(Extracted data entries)

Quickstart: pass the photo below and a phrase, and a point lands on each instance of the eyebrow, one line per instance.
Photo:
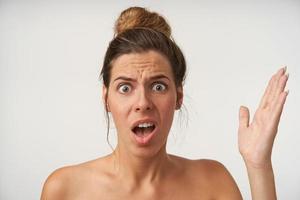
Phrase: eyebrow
(132, 80)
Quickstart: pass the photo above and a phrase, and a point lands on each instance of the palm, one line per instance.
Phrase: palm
(256, 139)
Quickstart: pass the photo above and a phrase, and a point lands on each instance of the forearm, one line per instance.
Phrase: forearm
(262, 182)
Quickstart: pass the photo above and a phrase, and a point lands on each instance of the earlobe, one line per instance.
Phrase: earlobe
(179, 98)
(104, 98)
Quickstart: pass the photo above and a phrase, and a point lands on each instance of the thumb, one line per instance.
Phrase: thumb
(243, 117)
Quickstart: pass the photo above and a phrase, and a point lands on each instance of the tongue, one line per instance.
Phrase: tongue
(142, 132)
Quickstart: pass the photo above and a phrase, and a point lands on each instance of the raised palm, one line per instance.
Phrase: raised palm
(256, 139)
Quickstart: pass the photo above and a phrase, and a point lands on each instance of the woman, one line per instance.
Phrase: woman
(143, 74)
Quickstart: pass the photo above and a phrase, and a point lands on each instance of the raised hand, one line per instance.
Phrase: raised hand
(256, 139)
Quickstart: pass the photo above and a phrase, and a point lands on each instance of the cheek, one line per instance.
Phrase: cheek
(167, 109)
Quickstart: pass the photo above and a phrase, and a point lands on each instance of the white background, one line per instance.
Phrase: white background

- Your goal: Convert every line of the listing above into a numbered list, dropping any blank lines. Omit the pictures from your answer.

- Written reply:
1. Quickstart: pass the photo below and a phrase, and a point lands on each instance of the eyebrow, one line per instance.
2. Photo:
3. Phrase: eyebrow
4. (132, 80)
5. Quickstart: pass the photo above and a phrase, and a point lands on each instance of the palm, one line per instance.
6. Phrase: palm
7. (256, 139)
8. Quickstart: pass the photo above and a phrase, and a point lands on each instance of the forearm, one line per instance.
9. Phrase: forearm
10. (262, 182)
11. Quickstart: pass the photo above and a phrase, and a point lands on each instance of the earlobe, one line per instance.
12. Phrase: earlobe
13. (179, 98)
14. (104, 98)
15. Quickstart: pass the photo above and a phrase, and a point lands on each instance of the thumb, one line per instance.
16. Phrase: thumb
17. (243, 117)
18. Quickstart: pass the photo above and a phrase, and a point lands on each instance of the tongue, one line per instance.
19. Phrase: tongue
20. (142, 132)
21. Quickstart: pass the photo above and a phrase, and a point lands on each instance of the raised palm, one line per instance.
22. Phrase: raised palm
23. (256, 139)
24. Quickstart: pass the photo above and a phrase, and a point lands on each instance of the woman, one line per instance.
25. Phrase: woman
26. (143, 74)
27. Quickstart: pass the photo above and a phrase, and a point lands on each instance of the raised hand, one line per instance.
28. Phrase: raised hand
29. (256, 139)
30. Quickstart: pass the photo above and a phrase, and a point lands on each instance of the cheek, one line per instance.
31. Phrase: cheek
32. (167, 109)
33. Quickstart: pass the photo above and a phrase, and a point lands on each instance of the white background, one line per instance.
34. Phrase: white background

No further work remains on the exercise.